Point annotation records
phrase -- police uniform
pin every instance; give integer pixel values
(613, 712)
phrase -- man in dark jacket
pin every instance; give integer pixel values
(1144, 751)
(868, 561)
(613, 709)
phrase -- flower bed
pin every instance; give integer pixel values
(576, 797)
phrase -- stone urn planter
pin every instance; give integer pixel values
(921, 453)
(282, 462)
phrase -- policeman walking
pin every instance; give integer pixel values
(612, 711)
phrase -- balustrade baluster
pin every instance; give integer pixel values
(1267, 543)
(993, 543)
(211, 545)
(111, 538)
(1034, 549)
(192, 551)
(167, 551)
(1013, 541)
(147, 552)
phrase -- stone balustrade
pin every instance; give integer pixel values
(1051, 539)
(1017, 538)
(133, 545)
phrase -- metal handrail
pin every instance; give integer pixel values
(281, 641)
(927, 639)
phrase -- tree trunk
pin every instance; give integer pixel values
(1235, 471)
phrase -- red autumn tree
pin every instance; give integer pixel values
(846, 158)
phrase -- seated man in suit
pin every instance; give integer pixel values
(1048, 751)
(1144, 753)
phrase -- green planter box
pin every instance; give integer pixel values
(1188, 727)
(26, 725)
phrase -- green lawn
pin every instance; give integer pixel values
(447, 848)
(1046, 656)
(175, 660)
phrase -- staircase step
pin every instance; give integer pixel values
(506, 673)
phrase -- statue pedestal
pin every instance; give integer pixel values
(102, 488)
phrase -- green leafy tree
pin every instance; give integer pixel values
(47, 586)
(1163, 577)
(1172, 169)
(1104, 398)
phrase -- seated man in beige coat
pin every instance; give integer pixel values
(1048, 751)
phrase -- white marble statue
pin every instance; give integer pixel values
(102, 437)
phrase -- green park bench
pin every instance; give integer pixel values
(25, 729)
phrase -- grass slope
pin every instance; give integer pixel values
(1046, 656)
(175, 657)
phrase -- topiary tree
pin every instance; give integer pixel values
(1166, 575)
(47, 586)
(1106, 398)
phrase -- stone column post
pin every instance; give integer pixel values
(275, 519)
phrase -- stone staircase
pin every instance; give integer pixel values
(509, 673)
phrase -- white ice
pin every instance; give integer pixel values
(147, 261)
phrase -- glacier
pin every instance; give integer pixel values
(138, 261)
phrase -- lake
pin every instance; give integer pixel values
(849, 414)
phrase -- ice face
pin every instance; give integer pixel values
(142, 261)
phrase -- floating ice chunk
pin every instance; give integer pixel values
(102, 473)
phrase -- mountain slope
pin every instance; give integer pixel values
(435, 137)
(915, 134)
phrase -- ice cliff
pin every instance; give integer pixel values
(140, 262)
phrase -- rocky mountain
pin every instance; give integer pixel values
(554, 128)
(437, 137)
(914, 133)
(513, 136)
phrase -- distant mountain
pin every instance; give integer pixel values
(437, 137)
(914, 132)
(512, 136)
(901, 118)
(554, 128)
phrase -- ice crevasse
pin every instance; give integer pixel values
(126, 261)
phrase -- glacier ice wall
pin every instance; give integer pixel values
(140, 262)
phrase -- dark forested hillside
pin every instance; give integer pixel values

Problem description
Set down nothing but the lines from the one with "phrase -- mountain slope" through the end of the records, keeping each line exactly as written and including both ends.

Answer to the task
phrase -- mountain slope
pin every instance; give integer pixel values
(435, 137)
(915, 134)
phrase -- ice cliff
pin every instance; give integer pixel values
(140, 262)
phrase -- rocky mountain
pin every instance; give integer pixel values
(554, 128)
(437, 137)
(914, 133)
(513, 136)
phrase -- distant mountain
pin every instance; give integer pixel values
(437, 137)
(914, 132)
(512, 136)
(901, 118)
(554, 128)
phrase -- ice crevasse
pin every instance; give integer pixel values
(126, 261)
phrase -- glacier ice wall
pin every instance; give integer pixel values
(140, 262)
phrase -- dark forested hillside
pin every instance; give integer pixel values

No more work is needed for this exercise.